## PAGE EXTRACT

──────

Yes, I agree the title of this entry is a little inflammatory. It's a deliberate ploy to raise your antenna and get you thinking. A couple of baseline facts:
- I'm a big fan of Earth Hour. Same thing applies to Earth Day, and any other event designed to raise awareness, generate discussion and motivate proper behaviors.
- I have no interest in debating whether global warming is or is not a myth. It's patently obvious that human behavior is wrecking the planet. We need to fix it. Arguing over labels is pointless.
- I'm on the fence as to whether headline-generating events do more harm than good in the long-term drive to repair our planet.
So in a little while, my family will dutifully turn the lights off, pull out the books and candles, and gather around in the living room to share stories and spend some time together as, you know, a family. I know the mere act of consciously turning it all off is already planting seeds in our kids. It's helping make eco-friendly thinking a normal thing for them. I get that, and will do everything I can as a parent to perpetuate this learning. It's a responsibility I happily take on.

──────

## RECORDS SUPPLIED
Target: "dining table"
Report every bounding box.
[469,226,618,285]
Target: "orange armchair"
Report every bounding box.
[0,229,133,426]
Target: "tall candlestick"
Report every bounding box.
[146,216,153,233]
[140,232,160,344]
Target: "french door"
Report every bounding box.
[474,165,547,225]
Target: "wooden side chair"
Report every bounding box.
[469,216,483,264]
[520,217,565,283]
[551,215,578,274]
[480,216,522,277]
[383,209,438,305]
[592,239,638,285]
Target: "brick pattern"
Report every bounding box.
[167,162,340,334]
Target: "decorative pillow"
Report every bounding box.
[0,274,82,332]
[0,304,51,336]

──────

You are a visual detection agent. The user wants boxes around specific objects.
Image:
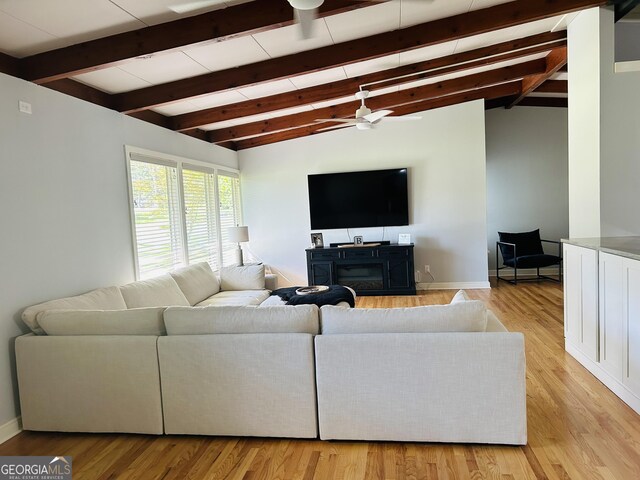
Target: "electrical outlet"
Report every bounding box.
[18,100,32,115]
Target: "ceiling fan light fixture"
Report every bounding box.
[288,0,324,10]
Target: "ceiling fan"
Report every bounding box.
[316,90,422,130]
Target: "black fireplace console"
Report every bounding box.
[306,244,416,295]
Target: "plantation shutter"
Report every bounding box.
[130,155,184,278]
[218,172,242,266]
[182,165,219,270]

──────

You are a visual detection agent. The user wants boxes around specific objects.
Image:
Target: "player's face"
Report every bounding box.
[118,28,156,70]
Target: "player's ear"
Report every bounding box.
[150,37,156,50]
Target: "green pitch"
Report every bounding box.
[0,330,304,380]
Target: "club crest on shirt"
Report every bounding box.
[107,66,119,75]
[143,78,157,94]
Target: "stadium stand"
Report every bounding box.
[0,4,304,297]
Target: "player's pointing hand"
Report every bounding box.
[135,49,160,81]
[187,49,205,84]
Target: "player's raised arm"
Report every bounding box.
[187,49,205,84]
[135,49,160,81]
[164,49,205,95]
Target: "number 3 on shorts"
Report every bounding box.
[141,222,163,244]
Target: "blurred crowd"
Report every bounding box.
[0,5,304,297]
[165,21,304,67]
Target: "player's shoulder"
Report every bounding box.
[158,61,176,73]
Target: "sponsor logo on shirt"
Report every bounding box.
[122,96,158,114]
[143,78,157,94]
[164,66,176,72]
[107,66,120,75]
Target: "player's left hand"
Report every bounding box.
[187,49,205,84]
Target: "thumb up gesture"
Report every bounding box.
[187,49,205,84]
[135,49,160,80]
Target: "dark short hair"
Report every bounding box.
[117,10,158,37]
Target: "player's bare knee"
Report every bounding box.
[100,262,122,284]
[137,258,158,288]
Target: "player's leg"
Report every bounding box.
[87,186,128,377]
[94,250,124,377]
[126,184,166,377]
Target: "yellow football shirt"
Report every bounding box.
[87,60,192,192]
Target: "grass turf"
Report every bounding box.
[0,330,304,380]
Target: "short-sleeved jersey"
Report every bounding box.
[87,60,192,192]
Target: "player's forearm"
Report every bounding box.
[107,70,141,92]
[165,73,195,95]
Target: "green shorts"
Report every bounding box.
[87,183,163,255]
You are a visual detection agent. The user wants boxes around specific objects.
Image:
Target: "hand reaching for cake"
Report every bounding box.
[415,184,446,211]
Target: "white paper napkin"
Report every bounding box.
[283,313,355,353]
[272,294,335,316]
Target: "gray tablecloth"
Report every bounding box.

──────

## DESCRIPTION OF THE TASK
Copy the page extract from "Yes, I agree" to "labels is pointless.", swapping "Earth Hour" for "Earth Week".

## ANSWER TO THE PROBLEM
Yes, I agree the title of this entry is a little inflammatory. It's a deliberate ploy to raise your antenna and get you thinking. A couple of baseline facts:
- I'm a big fan of Earth Week. Same thing applies to Earth Day, and any other event designed to raise awareness, generate discussion and motivate proper behaviors.
- I have no interest in debating whether global warming is or is not a myth. It's patently obvious that human behavior is wrecking the planet. We need to fix it. Arguing over labels is pointless.